__EXERCISE DIRECTIONS__:
Retype every one of the rows below word for word, and omit the pictures from your copy.

__SUPPLIED DATA__:
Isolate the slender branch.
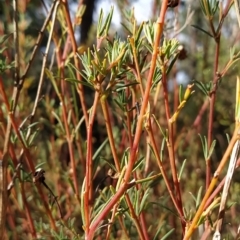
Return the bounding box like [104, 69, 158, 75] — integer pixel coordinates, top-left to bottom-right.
[84, 89, 100, 234]
[184, 125, 240, 240]
[86, 0, 168, 240]
[206, 36, 220, 189]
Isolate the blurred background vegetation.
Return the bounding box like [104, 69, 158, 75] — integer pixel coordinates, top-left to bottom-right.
[0, 0, 240, 239]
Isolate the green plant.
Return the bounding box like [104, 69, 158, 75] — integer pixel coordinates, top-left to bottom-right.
[0, 0, 240, 239]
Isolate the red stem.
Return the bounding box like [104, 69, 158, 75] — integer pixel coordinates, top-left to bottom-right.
[86, 0, 168, 240]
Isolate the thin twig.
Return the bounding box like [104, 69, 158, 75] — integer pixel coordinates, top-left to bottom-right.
[86, 0, 168, 240]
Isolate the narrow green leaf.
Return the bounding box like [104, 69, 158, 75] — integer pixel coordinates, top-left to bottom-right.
[178, 159, 187, 181]
[207, 140, 216, 159]
[161, 228, 175, 240]
[196, 186, 202, 209]
[191, 24, 214, 38]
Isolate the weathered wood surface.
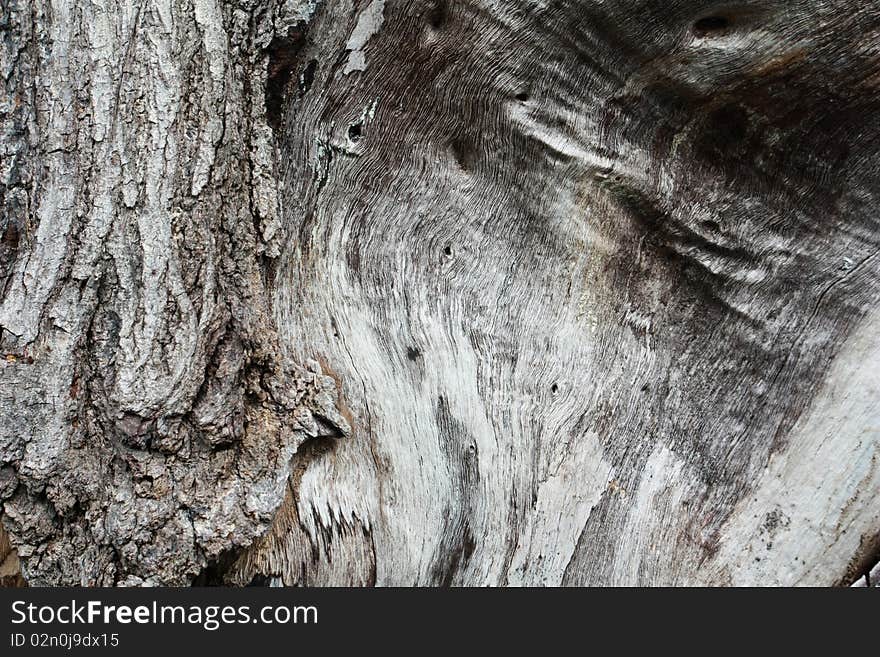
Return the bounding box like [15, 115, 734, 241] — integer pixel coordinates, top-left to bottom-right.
[0, 0, 880, 585]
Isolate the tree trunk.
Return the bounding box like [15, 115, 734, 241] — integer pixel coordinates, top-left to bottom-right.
[0, 0, 880, 585]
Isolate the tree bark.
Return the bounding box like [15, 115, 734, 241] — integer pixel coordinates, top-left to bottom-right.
[0, 0, 880, 585]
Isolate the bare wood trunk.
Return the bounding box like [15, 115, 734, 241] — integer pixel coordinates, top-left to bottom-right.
[0, 0, 880, 585]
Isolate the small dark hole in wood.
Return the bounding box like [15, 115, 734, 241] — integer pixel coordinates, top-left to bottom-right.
[694, 16, 730, 37]
[299, 59, 318, 93]
[428, 0, 449, 30]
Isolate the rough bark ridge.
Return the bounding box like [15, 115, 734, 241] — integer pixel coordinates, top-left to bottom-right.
[0, 0, 880, 585]
[232, 0, 880, 584]
[0, 0, 345, 585]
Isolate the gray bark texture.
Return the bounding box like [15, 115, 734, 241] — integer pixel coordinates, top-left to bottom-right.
[0, 0, 880, 586]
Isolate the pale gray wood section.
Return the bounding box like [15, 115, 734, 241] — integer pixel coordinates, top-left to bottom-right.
[0, 0, 880, 585]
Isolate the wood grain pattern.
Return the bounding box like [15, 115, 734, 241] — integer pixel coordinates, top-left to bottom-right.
[236, 1, 880, 585]
[0, 0, 880, 585]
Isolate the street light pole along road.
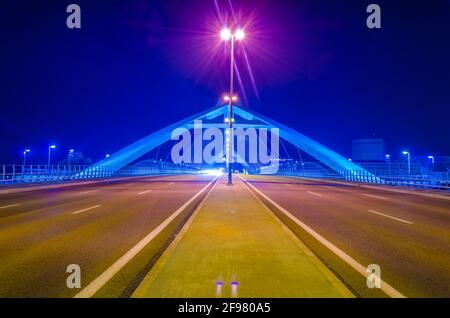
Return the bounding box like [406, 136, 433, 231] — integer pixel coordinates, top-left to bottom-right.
[220, 29, 245, 185]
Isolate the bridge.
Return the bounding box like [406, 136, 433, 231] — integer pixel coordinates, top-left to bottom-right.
[0, 105, 450, 298]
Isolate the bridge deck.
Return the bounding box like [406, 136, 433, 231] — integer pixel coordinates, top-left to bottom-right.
[134, 178, 353, 297]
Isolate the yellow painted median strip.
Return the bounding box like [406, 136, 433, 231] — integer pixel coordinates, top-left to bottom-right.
[78, 190, 98, 195]
[240, 177, 406, 298]
[0, 204, 19, 210]
[138, 190, 153, 195]
[368, 210, 414, 224]
[307, 191, 322, 197]
[363, 193, 388, 200]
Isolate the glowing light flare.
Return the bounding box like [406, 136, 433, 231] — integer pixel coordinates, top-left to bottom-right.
[220, 28, 232, 41]
[223, 95, 239, 102]
[234, 29, 245, 41]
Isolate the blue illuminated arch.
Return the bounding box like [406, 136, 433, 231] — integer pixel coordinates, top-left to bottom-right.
[90, 105, 365, 172]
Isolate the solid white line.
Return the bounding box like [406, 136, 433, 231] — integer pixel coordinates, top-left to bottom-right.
[72, 204, 102, 214]
[0, 204, 19, 210]
[78, 190, 98, 195]
[306, 191, 322, 197]
[368, 210, 414, 224]
[74, 177, 217, 298]
[244, 176, 406, 298]
[138, 190, 153, 195]
[363, 193, 389, 200]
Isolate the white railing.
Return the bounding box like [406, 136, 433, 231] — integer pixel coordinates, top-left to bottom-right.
[0, 161, 197, 185]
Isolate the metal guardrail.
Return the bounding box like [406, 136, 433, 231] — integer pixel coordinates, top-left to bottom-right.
[277, 170, 450, 191]
[0, 161, 198, 184]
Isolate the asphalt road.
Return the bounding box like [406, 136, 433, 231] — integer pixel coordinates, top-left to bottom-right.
[0, 176, 212, 297]
[0, 175, 450, 297]
[245, 176, 450, 297]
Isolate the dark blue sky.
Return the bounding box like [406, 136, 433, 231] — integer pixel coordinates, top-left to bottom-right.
[0, 0, 450, 163]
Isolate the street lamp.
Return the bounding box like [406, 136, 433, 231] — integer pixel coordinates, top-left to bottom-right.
[220, 28, 245, 185]
[428, 155, 434, 171]
[23, 149, 30, 167]
[402, 151, 411, 174]
[47, 145, 56, 171]
[385, 154, 391, 176]
[67, 149, 75, 170]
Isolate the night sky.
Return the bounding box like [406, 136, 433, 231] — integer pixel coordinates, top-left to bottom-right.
[0, 0, 450, 164]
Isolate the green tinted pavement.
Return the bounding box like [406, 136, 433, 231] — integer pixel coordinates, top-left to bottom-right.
[133, 177, 353, 298]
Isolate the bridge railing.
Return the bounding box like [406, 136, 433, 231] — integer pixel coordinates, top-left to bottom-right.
[0, 161, 197, 185]
[277, 170, 450, 191]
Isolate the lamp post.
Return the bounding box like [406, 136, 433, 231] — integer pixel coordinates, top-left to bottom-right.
[385, 155, 391, 176]
[23, 149, 30, 167]
[402, 151, 411, 174]
[220, 28, 245, 185]
[47, 145, 56, 172]
[428, 156, 434, 171]
[67, 149, 75, 170]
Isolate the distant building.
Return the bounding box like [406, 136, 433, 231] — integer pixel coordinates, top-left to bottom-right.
[352, 138, 386, 162]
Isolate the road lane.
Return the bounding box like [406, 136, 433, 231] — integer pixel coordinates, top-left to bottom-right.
[0, 176, 211, 297]
[243, 177, 450, 297]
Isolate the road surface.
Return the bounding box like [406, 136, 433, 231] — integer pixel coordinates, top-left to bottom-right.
[0, 176, 212, 297]
[241, 176, 450, 297]
[0, 175, 450, 297]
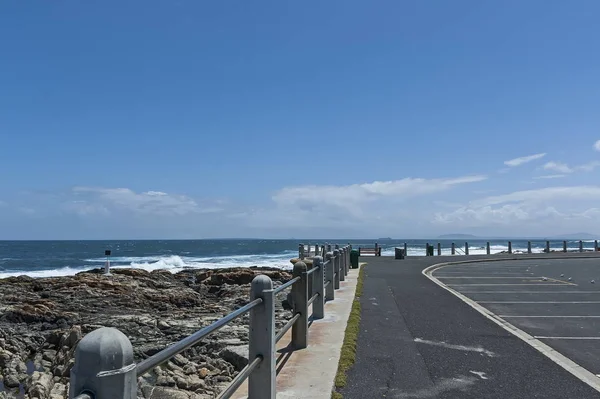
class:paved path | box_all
[342,257,600,399]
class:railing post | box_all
[248,276,276,399]
[333,249,340,290]
[292,262,308,349]
[325,252,335,301]
[313,256,325,319]
[69,327,137,399]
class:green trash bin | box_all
[350,249,358,269]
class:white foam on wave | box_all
[0,266,89,279]
[0,251,297,278]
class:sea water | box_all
[0,239,594,278]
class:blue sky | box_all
[0,1,600,239]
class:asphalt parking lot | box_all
[431,259,600,377]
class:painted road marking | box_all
[461,292,600,294]
[448,284,577,287]
[436,276,558,281]
[422,262,600,392]
[533,335,600,340]
[476,301,600,303]
[498,314,600,319]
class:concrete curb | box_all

__REPLY TO THE TASK__:
Isolate the slender branch.
Return the bounding box like [104, 69, 158, 75] — integer pixel coordinates, top-left to bottom-right.
[84, 89, 100, 234]
[184, 125, 240, 240]
[86, 0, 168, 240]
[206, 36, 220, 189]
Isolate the blurred background vegetation.
Return the bounding box like [104, 69, 158, 75] — integer pixel coordinates, top-left to bottom-right.
[0, 0, 240, 239]
Isolate the green plant.
Return the bounding box like [104, 69, 158, 75] — integer pixel coordinates, top-left to bottom-right.
[0, 0, 240, 239]
Isolate the red stem.
Return the bounding box like [104, 69, 158, 75] — integer pixel coordinates, top-left to bottom-right.
[86, 0, 168, 240]
Isolate the thin twig.
Return the bounding box like [104, 69, 158, 75] — integer pixel coordinates, top-left to bottom-right.
[86, 0, 168, 240]
Isolate the narrow green leaf.
Return the bounding box like [104, 69, 158, 75] — integer pixel coordinates, top-left to bottom-right.
[178, 159, 187, 181]
[207, 140, 216, 159]
[161, 228, 175, 240]
[196, 186, 202, 209]
[191, 24, 214, 38]
Isolate the weathered wood surface.
Return the bounding box like [15, 115, 734, 241] — integer pixel coordinates, top-left to bottom-right.
[0, 0, 880, 585]
Isolate the tree trunk.
Return the bounding box like [15, 115, 734, 241] — integer pixel coordinates, top-left to bottom-right.
[0, 0, 880, 585]
Isolate the tree bark.
Return the bounding box like [15, 115, 734, 241] — integer pixel coordinates, top-left to bottom-right.
[0, 0, 880, 585]
Isolate the bare wood trunk.
Return the bounding box like [15, 115, 734, 241] — integer pixel coordinates, top-left to bottom-right.
[0, 0, 880, 585]
Isolate the small dark hole in wood.
Return the bounding box like [15, 115, 734, 241] — integer pixel coordinates, top-left to bottom-right.
[694, 16, 730, 37]
[299, 59, 318, 93]
[428, 0, 449, 30]
Isolate the rough bark ridge.
Return the bounding box like [15, 115, 734, 241] — integer pixel coordinates, top-left to bottom-right.
[0, 0, 880, 585]
[232, 0, 880, 584]
[0, 0, 345, 585]
Isolate the gray bark texture.
Return the bounding box like [15, 115, 734, 241] — integer pixel coordinates, top-left to bottom-right.
[0, 0, 880, 586]
Isolate the pale gray wood section.
Return the bounding box like [15, 115, 734, 241] — integer pixel coordinates, top-left to bottom-right.
[0, 0, 880, 585]
Isolate the wood grain pattern.
Return the bounding box like [15, 115, 734, 241] — integer pixel coordinates, top-left to bottom-right.
[236, 1, 880, 585]
[0, 0, 880, 585]
Isolate the street light pole along road.
Return the bounding box like [406, 136, 433, 231] — integer pixel coordinates, top-left to bottom-right.
[220, 29, 245, 185]
Isolate the bridge.
Return the bounding box like [406, 136, 433, 231] — integer pixel coordinates, top-left to bottom-right.
[0, 105, 450, 298]
Isolate the bridge deck.
Return the bounding box like [406, 136, 433, 231] — integer pixel coordinates, top-left to bottom-right.
[134, 178, 353, 297]
Isolate the yellow painted median strip.
Return the bounding box like [406, 136, 433, 231] — integer pixel coordinates, top-left to bottom-right.
[78, 190, 98, 195]
[240, 177, 406, 298]
[0, 204, 19, 210]
[138, 190, 153, 195]
[368, 210, 414, 224]
[307, 191, 322, 197]
[363, 193, 388, 200]
Isolate the glowing light flare.
Return the bounding box like [406, 136, 433, 231] — integer pixel coordinates, top-left to bottom-right.
[220, 28, 232, 41]
[223, 95, 239, 102]
[234, 29, 245, 41]
Isolate the blue illuminated arch.
Return the bounding box like [406, 136, 433, 231] — integer pixel coordinates, top-left to bottom-right.
[90, 105, 365, 172]
Isolate the solid white line.
Return the bounding box like [406, 136, 433, 231] — integer pixel coordinates, top-left to bottom-right.
[72, 204, 102, 214]
[0, 204, 19, 210]
[78, 190, 98, 195]
[306, 191, 322, 197]
[368, 210, 414, 224]
[74, 177, 217, 298]
[244, 176, 406, 298]
[138, 190, 153, 195]
[363, 193, 389, 200]
Isolate the white railing.
Return the bounding box like [406, 136, 433, 231] — integer pixel coordinates, top-left to bottom-right.
[0, 161, 197, 185]
Isolate the metal guardrail.
Return the bounding box like [406, 136, 433, 231] — integer pixel coordinates, top-left to bottom-right.
[277, 170, 450, 191]
[0, 161, 198, 184]
Isolate the asphalt road.
Return the bounding box like [406, 136, 433, 231] — integer pixel coordinates, top-left to bottom-right.
[0, 176, 212, 297]
[0, 175, 450, 297]
[245, 176, 450, 297]
Isolate the dark blue sky.
Return the bounding box like [406, 136, 433, 231] — integer pixel coordinates, top-left to bottom-right.
[0, 0, 450, 163]
Isolate the street lamp.
Return the bounding box like [406, 136, 433, 231] — integer pixel coordinates, top-left to bottom-right.
[220, 28, 245, 185]
[428, 155, 434, 171]
[23, 149, 30, 167]
[402, 151, 411, 174]
[47, 145, 56, 171]
[385, 154, 391, 176]
[67, 149, 75, 170]
Isolate the night sky.
Return the bounding box like [406, 136, 433, 231] — integer pixel coordinates, top-left to bottom-right.
[0, 0, 450, 164]
Isolate the green tinted pavement.
Return the bounding box like [406, 136, 433, 231] — integer pixel coordinates, top-left to bottom-right.
[133, 177, 353, 298]
Isolate the bridge railing.
Return the bounding box like [406, 136, 433, 231] — integer pixel coordinates, top-left to bottom-right.
[0, 161, 197, 185]
[277, 170, 450, 191]
Isolate the lamp post.
Return the bounding box like [406, 136, 433, 231] — integer pixel coordinates, top-left to bottom-right.
[385, 155, 391, 176]
[23, 149, 30, 167]
[402, 151, 411, 174]
[220, 28, 245, 185]
[47, 145, 56, 172]
[428, 156, 434, 171]
[67, 149, 75, 170]
Isolate the distant building.
Return the bounding box like [406, 136, 433, 231] — integer pixel coordinates, top-left to bottom-right.
[352, 138, 386, 162]
Isolate the road lane.
Return the bounding box like [406, 136, 433, 231] — integer pixel coordinates, top-left to bottom-right.
[0, 176, 211, 297]
[243, 177, 450, 297]
Isolate the road surface.
Return the bounding box like [406, 136, 433, 231] — integer pixel coordinates, top-left to bottom-right.
[0, 176, 212, 297]
[241, 176, 450, 297]
[0, 175, 450, 297]
class:paved path | box_all
[342,257,600,399]
class:railing post | box_all
[248,276,276,399]
[333,249,340,290]
[292,262,308,349]
[325,252,335,301]
[313,256,325,319]
[69,327,137,399]
class:green trash bin | box_all
[350,249,358,269]
class:white foam on wave | box_all
[0,266,89,279]
[0,251,297,278]
class:sea water | box_all
[0,239,594,278]
class:blue sky | box_all
[0,1,600,239]
class:asphalt parking lot | box_all
[431,259,600,377]
class:painted road marking | box_all
[461,292,600,294]
[448,284,577,287]
[436,276,558,281]
[422,262,600,392]
[533,335,600,340]
[476,301,600,303]
[498,314,600,319]
class:concrete curb | box_all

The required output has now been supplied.